DRAM chipmaker Nanya Technology Corp (南亞科技) yesterday posted its best quarterly profit in three quarters as work-from-home and remote schooling trends helped improve demand for Chromebooks and other consumer electronics.
The chipmaker said that it expects the growth momentum to extend into this quarter, as the global economic outlook has improved amid increasing COVID-19 vaccinations.
Recovering demand for servers is adding to the already resilient sales of notebook computers, mobile phones, TVs and networking devices, it said.
Photo: Grace Hung, Taipei Times
“We are close to finalizing contract negotiations for the second quarter,” Nanya president Lee Pei-ing (李培瑛) told a media briefing. “Prices are going up month by month in the second quarter.”
That bodes well for the chipmaker to report a better financial performance this quarter than last quarter, which was itself a significant improvement, Lee said.
Demand is strong in almost every segment, led by consumer electronics, so memorychip supply will become scarce this quarter, he said.
The supply constraints might last through the end of this year, hinging on COVID-19 vaccination rates and how a US-China trade spat develops, with “overbooking” and a supply crunch of key components crucial to supply-demand dynamics, he said.
There might be a crunch in TV supply chains similar to what occurred with a shortage of automotive chips, Lee said.
On the supply side, the increase of new DRAM manufacturing capacity is quite slow, as major global chipmakers are cautious about capital expenditure in the first half of this year, even though supply chain inventories are running low, Lee said.
Supply of less-advanced DDR3 DRAM has become tight lately, as some chipmakers have allocated capacity for image sensors and power management chips, he said.
That boosted DDR3 DRAM prices, he said.
DDR3 DRAM, which is mostly used in consumer electronics, accounts for 30 to 40 percent of Nanya’s total capacity, he added.
The company expects shipments to remain flat this quarter from last quarter, as its factories are fully utilized and cannot squeeze out chips any faster.
In the first quarter, net profit surged 40.3 percent to NT$2.71 billion (US$95.3 million) from NT$1.93 billion a year earlier, and rocketed 193 percent from NT$924 million the previous quarter.
Earnings per share climbed to NT$0.88, up from NT$0.63 a year earlier and NT$0.30 a quarter earlier.
Nanya said that it plans NT$15.6 billion in capital expenditure this year, mostly to develop 10-nanometer-class technology.
The chipmaker is accelerating development of its second-generation 10-nanometer-class technology with an eye to start production next quarter, the company added.

Stored items>

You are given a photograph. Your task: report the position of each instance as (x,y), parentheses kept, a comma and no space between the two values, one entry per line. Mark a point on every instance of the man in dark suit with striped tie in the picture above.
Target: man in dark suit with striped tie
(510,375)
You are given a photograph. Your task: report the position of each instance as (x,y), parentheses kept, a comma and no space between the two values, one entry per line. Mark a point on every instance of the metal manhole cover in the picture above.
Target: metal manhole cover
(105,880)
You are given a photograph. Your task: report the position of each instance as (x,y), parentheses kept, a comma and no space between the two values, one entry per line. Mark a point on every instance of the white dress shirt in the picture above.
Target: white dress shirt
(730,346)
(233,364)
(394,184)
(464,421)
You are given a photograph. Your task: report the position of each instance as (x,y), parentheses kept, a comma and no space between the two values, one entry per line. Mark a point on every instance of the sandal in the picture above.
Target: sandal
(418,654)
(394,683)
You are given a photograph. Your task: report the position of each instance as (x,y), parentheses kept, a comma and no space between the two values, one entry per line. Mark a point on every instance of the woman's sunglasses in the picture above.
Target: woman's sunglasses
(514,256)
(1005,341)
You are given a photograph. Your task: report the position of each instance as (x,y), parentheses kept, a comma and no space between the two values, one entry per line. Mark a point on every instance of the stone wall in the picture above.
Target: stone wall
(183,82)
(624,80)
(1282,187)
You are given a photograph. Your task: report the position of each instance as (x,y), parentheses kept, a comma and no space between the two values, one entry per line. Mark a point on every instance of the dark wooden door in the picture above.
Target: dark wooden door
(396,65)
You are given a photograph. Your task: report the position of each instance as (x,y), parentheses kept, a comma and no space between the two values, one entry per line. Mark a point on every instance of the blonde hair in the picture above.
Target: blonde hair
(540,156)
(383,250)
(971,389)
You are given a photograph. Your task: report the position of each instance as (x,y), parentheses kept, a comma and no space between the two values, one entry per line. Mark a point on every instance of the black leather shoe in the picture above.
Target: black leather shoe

EXERCISE INSTRUCTIONS>
1) Write out the passage of the Nanya Technology article from "The company expects" to "chips any faster.".
2) According to the Nanya Technology article, what share of Nanya's total capacity does DDR3 DRAM account for?
The rows are separate material and form no part of the Nanya Technology article.

ANSWERS GIVEN>
1)
The company expects shipments to remain flat this quarter from last quarter, as its factories are fully utilized and cannot squeeze out chips any faster.

2) 30 to 40 percent